_Instruction 1_.
Duplicate everything in the passage on the Manotok land dispute below, from "The Manotoks filed" down to "the same mind.", with both ends included.

_Provided passage_.

= = = = = = =

That’s when the heirs of Barque claimed they own the land but they never set foot on the property. Least of all, had it guarded to prevent an invasion by squatters.

The original title of the Manotoks lost to the fire in 1988 was reconstituted in 1991. The title is identified as RT-22481.

Can another reconstituted title sought by the heirs of Homer Barque and the Manahans be issued on the same property? Only the Court of Appeals can answer the question. The Supreme Court remanded the case to the CA for fact-finding although the law is clear that judicial reconstitution is a sole and exclusive jurisdiction of the Regional Trial Court.

Weird case

The heirs of Barque first sought reconstitution of title with the Land Registration Administration. The petition was denied but later approved. The LRA claimed that title of the Manotoks as “sham and spurious.”

The Manotoks filed a motion for reconsideration. Denied.

Based on the LRA’s denial of the MR, the Manotoks and the Barques separately went to the Court of Appeals on petitions for review.

The petitions were dismissed separately by the CA.

On motion for reconsideration of the heirs of Homer Barque, the two divisions of the CA rendered identical amended decisions ordering the cancellation of the title of the Manotoks and directing the LRA to reconstitute the title in favor of the Barques.

I had thought that the CA would consolidate the two petitions. It did not. But it rendered identical decisions.

First time I ever heard two divisions of the Court of Appeals making identical rulings. The justices in two separate divisions happened to have the same mind.

The Manahans’ cause

The Manahans filed an intervention in September 2006. They claimed that they are the owners of Lot 823 of the Piedad Estate, the same property occupied by the Manotoks since 1919.

They claimed that their successors in interest, Vicente Manahan, bought the property from the Government of the Republic of the Philippines and were issued Sales Certificate 511 covering Lot 823 of the Piedad Estate. They fortified their argument with the claim that the Land Management Bureau issued a Deed of Conveyance based on Assignment of Sales Certificate 511.

= = = = = = =

_Dataset entries_.
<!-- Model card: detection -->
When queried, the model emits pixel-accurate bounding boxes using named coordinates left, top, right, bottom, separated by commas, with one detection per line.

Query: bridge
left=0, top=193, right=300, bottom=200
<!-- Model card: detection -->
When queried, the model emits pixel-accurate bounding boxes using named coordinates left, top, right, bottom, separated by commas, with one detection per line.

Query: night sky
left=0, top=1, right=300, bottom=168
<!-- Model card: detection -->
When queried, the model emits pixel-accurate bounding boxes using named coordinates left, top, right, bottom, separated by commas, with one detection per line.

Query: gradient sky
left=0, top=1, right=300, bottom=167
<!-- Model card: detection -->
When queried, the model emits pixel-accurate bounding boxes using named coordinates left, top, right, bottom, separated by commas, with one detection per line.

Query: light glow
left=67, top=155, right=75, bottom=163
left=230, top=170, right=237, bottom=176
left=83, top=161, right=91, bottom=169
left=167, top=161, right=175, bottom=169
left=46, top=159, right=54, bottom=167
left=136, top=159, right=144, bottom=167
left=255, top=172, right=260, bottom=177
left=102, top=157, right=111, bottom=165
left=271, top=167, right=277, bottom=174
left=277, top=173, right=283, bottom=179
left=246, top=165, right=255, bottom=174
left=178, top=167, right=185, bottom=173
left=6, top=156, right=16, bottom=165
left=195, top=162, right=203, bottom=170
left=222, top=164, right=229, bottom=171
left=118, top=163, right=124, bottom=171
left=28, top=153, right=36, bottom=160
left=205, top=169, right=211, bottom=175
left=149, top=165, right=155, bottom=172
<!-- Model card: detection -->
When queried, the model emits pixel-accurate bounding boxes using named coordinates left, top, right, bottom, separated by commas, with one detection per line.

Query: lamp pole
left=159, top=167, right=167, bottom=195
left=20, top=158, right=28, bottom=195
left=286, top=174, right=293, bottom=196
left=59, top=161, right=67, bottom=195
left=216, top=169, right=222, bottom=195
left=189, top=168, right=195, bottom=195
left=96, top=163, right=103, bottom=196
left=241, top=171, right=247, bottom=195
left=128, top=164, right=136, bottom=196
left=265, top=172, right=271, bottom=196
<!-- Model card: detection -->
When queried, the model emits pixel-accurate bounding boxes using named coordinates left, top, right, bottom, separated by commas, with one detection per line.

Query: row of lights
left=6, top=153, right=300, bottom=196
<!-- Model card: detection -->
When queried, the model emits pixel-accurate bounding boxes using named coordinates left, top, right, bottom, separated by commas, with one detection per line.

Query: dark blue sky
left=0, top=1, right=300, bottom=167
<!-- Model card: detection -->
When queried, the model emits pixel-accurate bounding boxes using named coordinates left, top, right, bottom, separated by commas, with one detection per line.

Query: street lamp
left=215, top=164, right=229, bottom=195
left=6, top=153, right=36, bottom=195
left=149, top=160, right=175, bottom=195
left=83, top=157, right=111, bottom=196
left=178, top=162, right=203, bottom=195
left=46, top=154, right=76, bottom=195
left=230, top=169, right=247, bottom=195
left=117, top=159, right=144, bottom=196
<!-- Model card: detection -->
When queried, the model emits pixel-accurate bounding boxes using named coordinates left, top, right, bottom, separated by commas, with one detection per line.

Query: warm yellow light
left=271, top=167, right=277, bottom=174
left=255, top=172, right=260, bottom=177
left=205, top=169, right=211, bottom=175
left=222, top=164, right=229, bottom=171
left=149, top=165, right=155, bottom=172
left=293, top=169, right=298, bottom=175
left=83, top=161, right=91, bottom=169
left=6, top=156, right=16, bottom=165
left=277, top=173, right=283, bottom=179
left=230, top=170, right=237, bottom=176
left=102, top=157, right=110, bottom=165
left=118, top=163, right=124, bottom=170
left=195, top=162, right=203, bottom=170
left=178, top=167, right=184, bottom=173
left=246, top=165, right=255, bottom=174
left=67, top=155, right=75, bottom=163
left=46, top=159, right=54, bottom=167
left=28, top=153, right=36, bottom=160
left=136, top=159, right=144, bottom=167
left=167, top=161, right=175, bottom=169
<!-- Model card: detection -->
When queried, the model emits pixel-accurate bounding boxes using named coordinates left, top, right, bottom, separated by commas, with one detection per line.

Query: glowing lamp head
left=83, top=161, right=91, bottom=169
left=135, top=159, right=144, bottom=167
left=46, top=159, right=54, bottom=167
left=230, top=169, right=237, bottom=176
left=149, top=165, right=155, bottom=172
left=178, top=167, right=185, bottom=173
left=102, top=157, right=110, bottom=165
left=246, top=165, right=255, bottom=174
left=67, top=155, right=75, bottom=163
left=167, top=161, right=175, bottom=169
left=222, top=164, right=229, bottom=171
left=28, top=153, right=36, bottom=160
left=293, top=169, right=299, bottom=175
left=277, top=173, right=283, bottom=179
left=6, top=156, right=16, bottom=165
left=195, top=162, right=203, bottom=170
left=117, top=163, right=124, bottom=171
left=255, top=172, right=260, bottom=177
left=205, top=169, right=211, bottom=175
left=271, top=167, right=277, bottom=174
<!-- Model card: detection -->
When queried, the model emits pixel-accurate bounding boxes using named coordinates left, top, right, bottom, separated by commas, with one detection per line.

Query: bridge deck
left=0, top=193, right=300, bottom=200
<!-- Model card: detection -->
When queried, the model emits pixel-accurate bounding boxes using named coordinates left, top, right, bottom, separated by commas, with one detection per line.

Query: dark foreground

= = = = = = =

_Instruction 2_.
Set down, unchanged, everything in the listing above, from its very first line down to the line containing "left=0, top=1, right=300, bottom=168", with both of those lines included.

_Result 1_.
The Manotoks filed a motion for reconsideration. Denied.

Based on the LRA’s denial of the MR, the Manotoks and the Barques separately went to the Court of Appeals on petitions for review.

The petitions were dismissed separately by the CA.

On motion for reconsideration of the heirs of Homer Barque, the two divisions of the CA rendered identical amended decisions ordering the cancellation of the title of the Manotoks and directing the LRA to reconstitute the title in favor of the Barques.

I had thought that the CA would consolidate the two petitions. It did not. But it rendered identical decisions.

First time I ever heard two divisions of the Court of Appeals making identical rulings. The justices in two separate divisions happened to have the same mind.

_Result 2_.
<!-- Model card: detection -->
When queried, the model emits pixel-accurate bounding boxes using named coordinates left, top, right, bottom, separated by commas, with one detection per line.

Query: bridge
left=0, top=193, right=300, bottom=200
<!-- Model card: detection -->
When queried, the model emits pixel-accurate bounding boxes using named coordinates left, top, right, bottom, separated by commas, with one detection per line.

Query: night sky
left=0, top=1, right=300, bottom=168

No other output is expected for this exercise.